QUOTED PASSAGE:
>>>>>

The effect of CYP2C9 and VKORC1 genetic polymorphisms on warfarin dose requirements in a pediatric population.

Author information

1
Department of Pediatric Neurology, Ankara Children's Hematology Oncology Training and Research Hospital, Ankara-Turkey.
2
Department of Pediatric Cardiology, Faculty of Medicine, Gazi University, Ankara-Turkey.
3
Department of Medical Genetics, Faculty of Medicine, Gazi University, Ankara-Turkey.
4
Department of Pediatrics, Etimesgut Air Force Hospital, Ankara-Turkey. draltundemet@gmail.com.
5
Department of Pediatric Hematology, Faculty of Medicine, Gazi University, Ankara-Turkey.

Abstract

OBJECTIVE:

The aim was to investigate the frequency of genetic polymorphisms of cytochrome P4502C9 (CYP2C9) and vitamin K epoxide reductase complex subunit1 (VKORC1) and determine the effect of these polymorphisms on warfarin dose requirements in pediatric patients.

METHODS:

Fifty-eight pediatric patients with cardiac disease, thrombophilia, or other conditions, taking a stable warfarin dose, aged 0.2-18 years, and with international normalized ratio (INR) between 2 and 3 and 149 healthy children as a control group were included in this prospective, observational study. Patients receiving drugs that interact with warfarin, having chronic liver or renal disease, obesity, or thyroid dysfunctions were excluded. Polymerase chain reaction (real time and restriction fragment length polymorphism) was used to analyze the CYP2C9*2, CYP2C9*3, and VKORC1 polymorphisms. The ideal warfarin dose was calculated according to the patient's age, height, and the presence of CYP2C9*2, CYP2C9*3, and VKORC1 genetic polymorphisms. The mean daily administered doses and ideal doses were compared. Analysis of variance, Student's t-test, logistic regression analysis, and Pearson's correlation analysis were used for statistical analyses.

<<<<<

REQUIRED ACTION A:
According to the warfarin dosing abstract, how many healthy children made up the control group?
REQUIRED ACTION B:
Extend the warfarin dosing abstract, picking up after its final sentence.

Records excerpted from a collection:

>>>>>

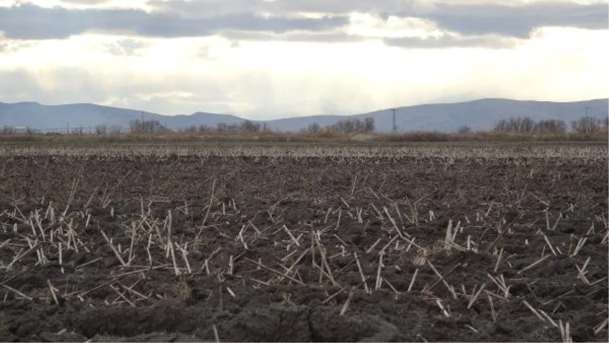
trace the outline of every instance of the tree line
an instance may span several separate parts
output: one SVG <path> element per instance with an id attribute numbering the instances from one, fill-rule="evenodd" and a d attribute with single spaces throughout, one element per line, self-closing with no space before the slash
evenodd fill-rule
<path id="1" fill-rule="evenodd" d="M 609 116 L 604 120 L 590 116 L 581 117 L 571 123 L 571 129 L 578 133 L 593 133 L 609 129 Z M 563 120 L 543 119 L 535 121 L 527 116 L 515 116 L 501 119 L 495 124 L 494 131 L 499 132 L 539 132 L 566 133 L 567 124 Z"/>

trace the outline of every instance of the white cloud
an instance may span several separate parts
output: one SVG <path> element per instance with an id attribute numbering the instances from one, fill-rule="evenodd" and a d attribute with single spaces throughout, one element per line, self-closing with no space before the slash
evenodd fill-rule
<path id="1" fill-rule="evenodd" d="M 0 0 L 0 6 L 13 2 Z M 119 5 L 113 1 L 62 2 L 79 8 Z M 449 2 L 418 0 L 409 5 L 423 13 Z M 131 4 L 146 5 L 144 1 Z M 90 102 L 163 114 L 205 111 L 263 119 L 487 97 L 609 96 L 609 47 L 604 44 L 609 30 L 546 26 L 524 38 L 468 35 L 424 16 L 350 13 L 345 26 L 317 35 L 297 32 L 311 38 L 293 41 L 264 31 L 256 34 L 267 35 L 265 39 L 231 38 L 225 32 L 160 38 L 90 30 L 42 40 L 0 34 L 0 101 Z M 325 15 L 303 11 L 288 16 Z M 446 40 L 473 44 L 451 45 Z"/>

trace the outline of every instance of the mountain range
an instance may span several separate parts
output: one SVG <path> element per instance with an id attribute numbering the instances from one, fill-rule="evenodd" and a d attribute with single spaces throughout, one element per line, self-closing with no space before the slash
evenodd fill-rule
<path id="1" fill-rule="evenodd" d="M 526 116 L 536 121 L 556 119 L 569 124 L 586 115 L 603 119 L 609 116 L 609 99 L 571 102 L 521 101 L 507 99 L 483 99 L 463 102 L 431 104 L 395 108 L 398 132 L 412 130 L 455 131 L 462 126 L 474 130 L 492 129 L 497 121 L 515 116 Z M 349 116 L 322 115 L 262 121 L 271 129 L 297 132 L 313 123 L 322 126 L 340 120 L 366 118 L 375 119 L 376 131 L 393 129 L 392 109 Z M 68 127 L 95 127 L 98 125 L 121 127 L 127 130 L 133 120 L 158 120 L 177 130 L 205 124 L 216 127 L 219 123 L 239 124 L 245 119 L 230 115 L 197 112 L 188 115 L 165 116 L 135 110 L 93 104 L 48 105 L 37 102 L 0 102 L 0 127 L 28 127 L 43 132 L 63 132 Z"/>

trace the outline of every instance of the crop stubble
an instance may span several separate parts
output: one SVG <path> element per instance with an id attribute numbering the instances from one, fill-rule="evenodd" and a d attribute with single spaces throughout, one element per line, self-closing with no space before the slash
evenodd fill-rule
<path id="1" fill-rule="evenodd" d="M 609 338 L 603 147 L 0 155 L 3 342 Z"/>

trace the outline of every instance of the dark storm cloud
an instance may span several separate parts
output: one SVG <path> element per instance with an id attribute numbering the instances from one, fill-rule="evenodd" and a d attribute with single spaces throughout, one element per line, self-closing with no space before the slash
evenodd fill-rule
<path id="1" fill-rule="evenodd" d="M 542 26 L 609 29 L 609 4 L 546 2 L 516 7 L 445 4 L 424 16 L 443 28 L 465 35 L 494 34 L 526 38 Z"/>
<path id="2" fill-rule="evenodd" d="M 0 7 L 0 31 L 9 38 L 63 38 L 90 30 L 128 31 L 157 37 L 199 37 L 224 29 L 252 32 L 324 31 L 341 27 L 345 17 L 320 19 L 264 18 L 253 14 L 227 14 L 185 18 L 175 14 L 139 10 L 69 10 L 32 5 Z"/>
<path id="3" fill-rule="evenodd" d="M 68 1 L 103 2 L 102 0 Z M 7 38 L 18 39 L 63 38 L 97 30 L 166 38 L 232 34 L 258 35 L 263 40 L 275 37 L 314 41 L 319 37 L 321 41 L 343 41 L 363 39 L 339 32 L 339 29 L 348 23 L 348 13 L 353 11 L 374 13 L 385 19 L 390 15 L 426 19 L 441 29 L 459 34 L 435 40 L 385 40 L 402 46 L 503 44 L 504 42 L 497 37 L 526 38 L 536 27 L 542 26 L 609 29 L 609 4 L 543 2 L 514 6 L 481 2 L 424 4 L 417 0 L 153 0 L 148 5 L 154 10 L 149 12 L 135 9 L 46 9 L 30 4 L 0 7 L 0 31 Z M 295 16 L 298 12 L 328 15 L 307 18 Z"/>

<<<<<

RESPONSE BOX A:
149 healthy children.

RESPONSE BOX B:
RESULTS:

The frequency of the CYP2C9 and VKORC1 genetic polymorphisms was determined as CYP2C9*1/*1 (54.6%), *1/*2 (16.4%), *1/*3 (24.2%), *2/*3 (2.9%), *3/*3 (1.9%), wild-type VKORC1 (26.6%), heterozygote alleles (52.7%), and mutant alleles (20.8%). Patients with allelic variants were found to require lower warfarin doses, and a 64.5% correlation was found between the calculated ideal doses and the administered warfarin doses.

CONCLUSION:

Considering CYP2C9 and VKORC1 genetic polymorphisms prior to commencing warfarin treatment will make it easier to reach target INRs and reduce the rate of complications.